- YOUR GOAL: Everything below from the line with "Q: Please detect the man" to the last line, both included, is to be written out exactly, with nothing added.

- - - - - - -

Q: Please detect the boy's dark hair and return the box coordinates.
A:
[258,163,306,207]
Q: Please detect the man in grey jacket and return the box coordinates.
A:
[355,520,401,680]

- - - - - - -

- TASK SOLUTION:
Q: Please detect the man in grey jacket and return the box coordinates.
A:
[355,520,401,680]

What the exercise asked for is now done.